* DATASET EXCERPTS *
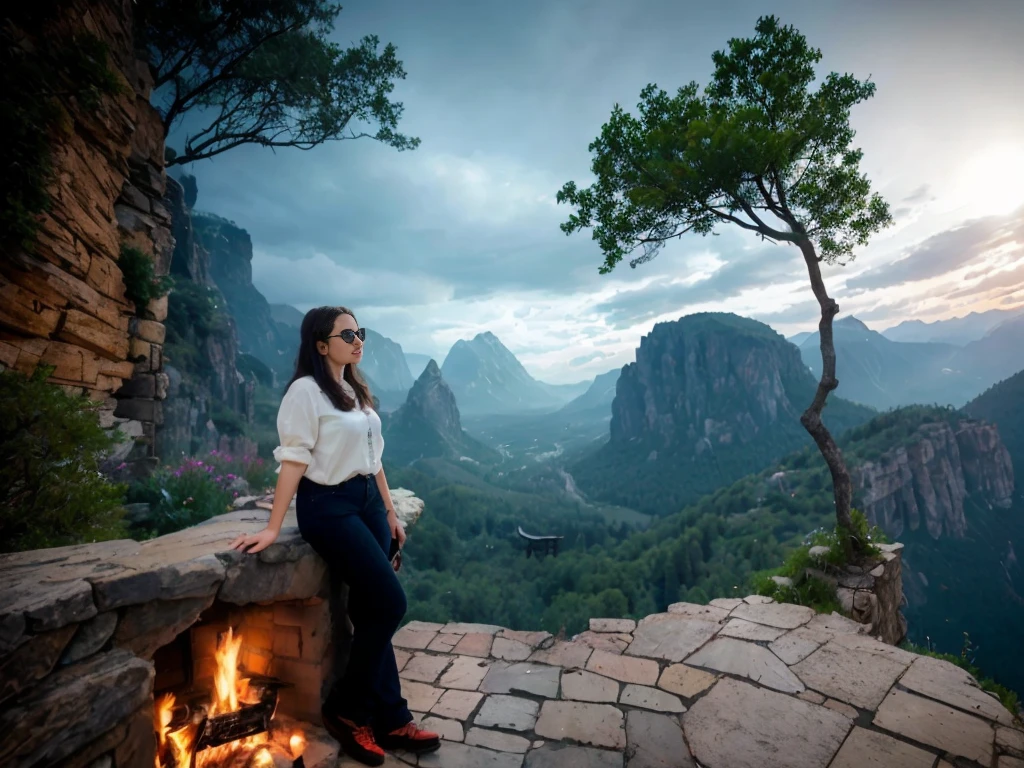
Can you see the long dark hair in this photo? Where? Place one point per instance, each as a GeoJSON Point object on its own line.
{"type": "Point", "coordinates": [316, 326]}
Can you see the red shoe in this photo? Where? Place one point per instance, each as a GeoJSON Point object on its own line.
{"type": "Point", "coordinates": [411, 738]}
{"type": "Point", "coordinates": [356, 740]}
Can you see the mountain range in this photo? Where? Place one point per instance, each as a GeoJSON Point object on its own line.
{"type": "Point", "coordinates": [879, 372]}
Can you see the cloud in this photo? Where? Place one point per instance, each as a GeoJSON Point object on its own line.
{"type": "Point", "coordinates": [597, 354]}
{"type": "Point", "coordinates": [726, 276]}
{"type": "Point", "coordinates": [958, 247]}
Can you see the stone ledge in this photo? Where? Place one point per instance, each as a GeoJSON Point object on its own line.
{"type": "Point", "coordinates": [45, 590]}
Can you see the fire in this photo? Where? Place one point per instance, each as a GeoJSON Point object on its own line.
{"type": "Point", "coordinates": [230, 691]}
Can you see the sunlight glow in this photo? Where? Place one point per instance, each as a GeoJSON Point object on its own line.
{"type": "Point", "coordinates": [991, 181]}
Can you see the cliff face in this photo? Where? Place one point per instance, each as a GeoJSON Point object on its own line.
{"type": "Point", "coordinates": [708, 380]}
{"type": "Point", "coordinates": [432, 399]}
{"type": "Point", "coordinates": [64, 304]}
{"type": "Point", "coordinates": [208, 399]}
{"type": "Point", "coordinates": [926, 482]}
{"type": "Point", "coordinates": [230, 252]}
{"type": "Point", "coordinates": [385, 364]}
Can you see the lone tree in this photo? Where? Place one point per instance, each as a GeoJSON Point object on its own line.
{"type": "Point", "coordinates": [758, 148]}
{"type": "Point", "coordinates": [263, 72]}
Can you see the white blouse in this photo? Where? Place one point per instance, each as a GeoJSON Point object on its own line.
{"type": "Point", "coordinates": [334, 444]}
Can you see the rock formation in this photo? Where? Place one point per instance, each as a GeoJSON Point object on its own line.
{"type": "Point", "coordinates": [925, 482]}
{"type": "Point", "coordinates": [64, 303]}
{"type": "Point", "coordinates": [428, 424]}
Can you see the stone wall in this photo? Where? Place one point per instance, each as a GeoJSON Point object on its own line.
{"type": "Point", "coordinates": [64, 304]}
{"type": "Point", "coordinates": [80, 626]}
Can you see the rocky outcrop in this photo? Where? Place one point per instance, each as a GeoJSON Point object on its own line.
{"type": "Point", "coordinates": [385, 364]}
{"type": "Point", "coordinates": [209, 398]}
{"type": "Point", "coordinates": [709, 380]}
{"type": "Point", "coordinates": [230, 252]}
{"type": "Point", "coordinates": [924, 483]}
{"type": "Point", "coordinates": [428, 425]}
{"type": "Point", "coordinates": [64, 303]}
{"type": "Point", "coordinates": [432, 399]}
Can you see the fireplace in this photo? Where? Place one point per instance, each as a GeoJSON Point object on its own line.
{"type": "Point", "coordinates": [95, 639]}
{"type": "Point", "coordinates": [243, 685]}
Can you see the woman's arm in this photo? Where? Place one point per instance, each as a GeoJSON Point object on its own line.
{"type": "Point", "coordinates": [288, 483]}
{"type": "Point", "coordinates": [397, 531]}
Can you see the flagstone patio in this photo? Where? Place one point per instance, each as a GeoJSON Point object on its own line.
{"type": "Point", "coordinates": [735, 684]}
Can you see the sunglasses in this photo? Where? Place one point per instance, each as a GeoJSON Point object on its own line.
{"type": "Point", "coordinates": [348, 336]}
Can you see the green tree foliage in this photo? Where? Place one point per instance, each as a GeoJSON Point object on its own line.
{"type": "Point", "coordinates": [51, 491]}
{"type": "Point", "coordinates": [142, 285]}
{"type": "Point", "coordinates": [756, 148]}
{"type": "Point", "coordinates": [265, 73]}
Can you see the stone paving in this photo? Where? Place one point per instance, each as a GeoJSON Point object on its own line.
{"type": "Point", "coordinates": [735, 684]}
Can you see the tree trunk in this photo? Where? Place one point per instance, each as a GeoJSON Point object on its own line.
{"type": "Point", "coordinates": [811, 418]}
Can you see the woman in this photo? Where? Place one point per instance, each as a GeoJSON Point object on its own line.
{"type": "Point", "coordinates": [330, 455]}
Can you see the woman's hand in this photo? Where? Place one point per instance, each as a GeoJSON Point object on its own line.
{"type": "Point", "coordinates": [254, 543]}
{"type": "Point", "coordinates": [397, 531]}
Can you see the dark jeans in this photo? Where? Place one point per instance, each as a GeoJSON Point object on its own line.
{"type": "Point", "coordinates": [347, 525]}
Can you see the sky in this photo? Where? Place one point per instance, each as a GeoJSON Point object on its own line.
{"type": "Point", "coordinates": [461, 236]}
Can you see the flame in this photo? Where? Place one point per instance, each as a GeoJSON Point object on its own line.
{"type": "Point", "coordinates": [179, 740]}
{"type": "Point", "coordinates": [229, 690]}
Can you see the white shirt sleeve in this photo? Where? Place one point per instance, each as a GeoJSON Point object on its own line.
{"type": "Point", "coordinates": [298, 424]}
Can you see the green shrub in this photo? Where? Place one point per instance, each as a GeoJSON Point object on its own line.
{"type": "Point", "coordinates": [51, 489]}
{"type": "Point", "coordinates": [142, 285]}
{"type": "Point", "coordinates": [807, 590]}
{"type": "Point", "coordinates": [197, 489]}
{"type": "Point", "coordinates": [1008, 697]}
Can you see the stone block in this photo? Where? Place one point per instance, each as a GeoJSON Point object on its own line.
{"type": "Point", "coordinates": [650, 698]}
{"type": "Point", "coordinates": [936, 725]}
{"type": "Point", "coordinates": [424, 668]}
{"type": "Point", "coordinates": [151, 331]}
{"type": "Point", "coordinates": [139, 385]}
{"type": "Point", "coordinates": [595, 724]}
{"type": "Point", "coordinates": [158, 308]}
{"type": "Point", "coordinates": [251, 580]}
{"type": "Point", "coordinates": [140, 410]}
{"type": "Point", "coordinates": [163, 579]}
{"type": "Point", "coordinates": [685, 681]}
{"type": "Point", "coordinates": [466, 673]}
{"type": "Point", "coordinates": [497, 740]}
{"type": "Point", "coordinates": [526, 678]}
{"type": "Point", "coordinates": [458, 705]}
{"type": "Point", "coordinates": [612, 625]}
{"type": "Point", "coordinates": [654, 741]}
{"type": "Point", "coordinates": [474, 644]}
{"type": "Point", "coordinates": [90, 333]}
{"type": "Point", "coordinates": [561, 653]}
{"type": "Point", "coordinates": [454, 755]}
{"type": "Point", "coordinates": [747, 659]}
{"type": "Point", "coordinates": [857, 677]}
{"type": "Point", "coordinates": [580, 685]}
{"type": "Point", "coordinates": [564, 756]}
{"type": "Point", "coordinates": [763, 727]}
{"type": "Point", "coordinates": [511, 713]}
{"type": "Point", "coordinates": [66, 713]}
{"type": "Point", "coordinates": [624, 669]}
{"type": "Point", "coordinates": [671, 637]}
{"type": "Point", "coordinates": [144, 628]}
{"type": "Point", "coordinates": [33, 660]}
{"type": "Point", "coordinates": [288, 642]}
{"type": "Point", "coordinates": [90, 637]}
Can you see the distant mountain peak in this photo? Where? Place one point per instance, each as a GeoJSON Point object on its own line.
{"type": "Point", "coordinates": [431, 371]}
{"type": "Point", "coordinates": [852, 323]}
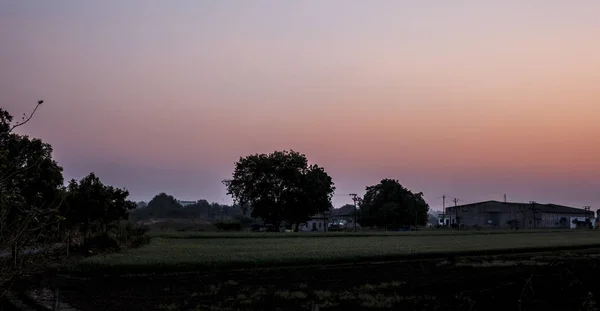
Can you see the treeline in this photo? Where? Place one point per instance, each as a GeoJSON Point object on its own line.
{"type": "Point", "coordinates": [282, 188]}
{"type": "Point", "coordinates": [164, 206]}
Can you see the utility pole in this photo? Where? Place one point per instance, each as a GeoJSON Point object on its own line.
{"type": "Point", "coordinates": [534, 212]}
{"type": "Point", "coordinates": [354, 198]}
{"type": "Point", "coordinates": [455, 200]}
{"type": "Point", "coordinates": [444, 209]}
{"type": "Point", "coordinates": [587, 215]}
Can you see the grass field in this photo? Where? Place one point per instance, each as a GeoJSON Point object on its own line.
{"type": "Point", "coordinates": [178, 252]}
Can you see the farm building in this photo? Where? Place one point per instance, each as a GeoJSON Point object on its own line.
{"type": "Point", "coordinates": [497, 214]}
{"type": "Point", "coordinates": [316, 223]}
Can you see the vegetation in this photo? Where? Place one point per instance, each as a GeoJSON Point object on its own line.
{"type": "Point", "coordinates": [389, 204]}
{"type": "Point", "coordinates": [164, 206]}
{"type": "Point", "coordinates": [280, 186]}
{"type": "Point", "coordinates": [170, 255]}
{"type": "Point", "coordinates": [37, 212]}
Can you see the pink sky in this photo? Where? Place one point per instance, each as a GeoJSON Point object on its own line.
{"type": "Point", "coordinates": [474, 99]}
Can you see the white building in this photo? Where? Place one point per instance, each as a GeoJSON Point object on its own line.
{"type": "Point", "coordinates": [317, 223]}
{"type": "Point", "coordinates": [581, 219]}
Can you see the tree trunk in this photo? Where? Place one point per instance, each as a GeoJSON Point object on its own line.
{"type": "Point", "coordinates": [15, 255]}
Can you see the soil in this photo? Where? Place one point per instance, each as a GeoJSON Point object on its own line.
{"type": "Point", "coordinates": [551, 281]}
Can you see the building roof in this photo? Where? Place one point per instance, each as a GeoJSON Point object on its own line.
{"type": "Point", "coordinates": [545, 208]}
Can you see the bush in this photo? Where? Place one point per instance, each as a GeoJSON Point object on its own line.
{"type": "Point", "coordinates": [228, 226]}
{"type": "Point", "coordinates": [129, 235]}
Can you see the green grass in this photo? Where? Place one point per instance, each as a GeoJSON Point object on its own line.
{"type": "Point", "coordinates": [177, 253]}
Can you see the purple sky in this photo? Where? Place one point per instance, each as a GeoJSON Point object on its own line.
{"type": "Point", "coordinates": [473, 99]}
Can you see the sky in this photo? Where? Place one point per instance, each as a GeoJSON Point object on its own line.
{"type": "Point", "coordinates": [472, 99]}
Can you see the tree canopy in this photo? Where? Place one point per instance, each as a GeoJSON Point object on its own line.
{"type": "Point", "coordinates": [35, 207]}
{"type": "Point", "coordinates": [31, 184]}
{"type": "Point", "coordinates": [280, 186]}
{"type": "Point", "coordinates": [92, 205]}
{"type": "Point", "coordinates": [390, 204]}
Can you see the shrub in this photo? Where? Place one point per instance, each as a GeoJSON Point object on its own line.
{"type": "Point", "coordinates": [228, 226]}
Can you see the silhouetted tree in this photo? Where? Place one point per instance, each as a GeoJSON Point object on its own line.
{"type": "Point", "coordinates": [389, 203]}
{"type": "Point", "coordinates": [280, 186]}
{"type": "Point", "coordinates": [92, 206]}
{"type": "Point", "coordinates": [31, 190]}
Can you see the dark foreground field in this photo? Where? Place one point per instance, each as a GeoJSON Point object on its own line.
{"type": "Point", "coordinates": [543, 281]}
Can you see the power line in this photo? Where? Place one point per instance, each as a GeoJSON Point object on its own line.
{"type": "Point", "coordinates": [355, 199]}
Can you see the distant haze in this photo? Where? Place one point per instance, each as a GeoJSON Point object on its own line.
{"type": "Point", "coordinates": [473, 99]}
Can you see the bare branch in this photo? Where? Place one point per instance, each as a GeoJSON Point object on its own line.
{"type": "Point", "coordinates": [28, 118]}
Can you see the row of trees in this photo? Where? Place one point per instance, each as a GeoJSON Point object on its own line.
{"type": "Point", "coordinates": [281, 187]}
{"type": "Point", "coordinates": [164, 206]}
{"type": "Point", "coordinates": [37, 211]}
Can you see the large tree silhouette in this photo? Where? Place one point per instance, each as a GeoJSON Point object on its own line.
{"type": "Point", "coordinates": [280, 186]}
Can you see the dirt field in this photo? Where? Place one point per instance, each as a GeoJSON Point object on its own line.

* WHAT YOU SHOULD DO *
Exactly as written, give the line containing "Can you see the dark foreground" and all remaining lines of the records.

* FINISHED EXERCISE *
Can you see the dark foreground field in this photo? Where? Place one point per instance, each as a GeoJSON Point object on its own line.
{"type": "Point", "coordinates": [543, 281]}
Can you see the power line in this photo? Where? Place one point per instance, each as a GeoJSON Point object on its own line.
{"type": "Point", "coordinates": [355, 199]}
Can you see the distant haze in this photo? Where? Place one point per instance, each as a GeoJSON Point object on its own line.
{"type": "Point", "coordinates": [473, 99]}
Can you see the bare branch in this photo? Where? Place one point per instance, each as a GeoJSON Point object on its own line.
{"type": "Point", "coordinates": [28, 118]}
Can you see the row of trees in this photo? Where? Place one point per instance, each as a GeoJSON Point object on its own line.
{"type": "Point", "coordinates": [281, 187]}
{"type": "Point", "coordinates": [164, 206]}
{"type": "Point", "coordinates": [37, 211]}
Can you see the large tree silhouette in this photo? Where? Place one point per instance, each as a GeoJSON Point object on its own line.
{"type": "Point", "coordinates": [280, 186]}
Can you see the dirt field in this photo? Where? Place one point per instance, each as a GeoJSON Point object on its own line.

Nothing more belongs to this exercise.